**Stated problem A**
Which lines of the records contain the string "building"? Copy out each of those lines, matching case exactly.

* Begin Passage *

# Ride Report: Team RBR at the I Care Classic - 5/17/08



## gregg (Oct 30, 2000)

So, I let Thien talk me into signing up for the I Care Classic this past weekend (https://www.icareclassic.org/index.shtml) I haven't been riding much (understatement), but I thought, "heck, it's only 100k and about 2200 ft of elevation....shouldn't be too hard..." And I know the route pretty well, having done the Tierra Bella a handful of times (the I Care Classic route is very similar to the Tierra Bella route.)

Boy was I wrong! I definitely overestimated my own abilities, especially since I haven't ridden anything over 40 miles in quite a while. I guess I was going on my memories of how I "use to ride". I would pay for this assumption, later in the day....

The start was mellow enough.... here is a pic from the start (left to right: Thien, me, Jon, Lito, and Owen):










The start was all flat, so I was lulled into a false sense of comfort. Here are some pics leading up to the first rest stop:










Thien and Jon discussing vasectomies:










Sometimes when I ride and point the camera backwards without looking, the shot actually comes out okay. Sometimes not:










Headin' in to the first stop of the ride:


----------



## gregg (Oct 30, 2000)

Shot of the guys at Rest Stop 1....Thien showing us how many PB&Js he ate.











Obligatory shot of the ride food/snacks:











Some scenery shots:



















From here, we rode up to the Gilroy Hot Springs....this would be the "biggest" climb of the mellow 100k route. I was still feeling pretty good, even though I had dropped back from the group already. Rest stop #2 was near the CDF station, but was NOTHING like the rest stop during the Tierra Bella. 


Thien taking a pic of me taking a pic of Thien: 










One of the other riders asks the volunteer working this stop, how many riders does the I Care Classic get...the answer is about 500. This explains a lot, as the Tierra Bella gets 2000, and seems to fill up every year.

From this stop, we roll out and I feel pretty good after a few minutes rest, so I hang with the guys....probably shoulda held back a little here, in retrospect. After the CDF station stop, the terrain is rolling with some small hills, then leads to the long downhill back to the flat lands.

* End Passage *

**Stated problem B**
In the ride report:
(i) How long is the I Care Classic route described?
(ii) Where was rest stop #2?
(iii) According to the volunteer, about how many riders does the I Care Classic get?

* Begin Dataset entries *

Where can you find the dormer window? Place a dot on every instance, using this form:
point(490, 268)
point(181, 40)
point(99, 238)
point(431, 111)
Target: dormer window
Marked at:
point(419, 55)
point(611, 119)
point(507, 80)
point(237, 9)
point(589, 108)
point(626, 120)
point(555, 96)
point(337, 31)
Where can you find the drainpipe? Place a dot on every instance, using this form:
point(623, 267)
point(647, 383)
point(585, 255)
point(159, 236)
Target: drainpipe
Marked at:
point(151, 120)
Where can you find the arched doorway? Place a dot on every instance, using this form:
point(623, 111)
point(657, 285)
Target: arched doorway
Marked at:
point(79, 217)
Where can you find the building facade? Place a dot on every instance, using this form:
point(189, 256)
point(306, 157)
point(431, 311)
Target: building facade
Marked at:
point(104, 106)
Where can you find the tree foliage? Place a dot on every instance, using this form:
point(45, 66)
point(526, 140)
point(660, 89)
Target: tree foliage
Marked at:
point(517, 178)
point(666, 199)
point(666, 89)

* End Dataset entries *

**Solution A**
Where can you find the building facade? Place a dot on every instance, using this form:
Target: building facade

**Solution B**
(i) 100k, with about 2200 ft of elevation.
(ii) Near the CDF station.
(iii) About 500.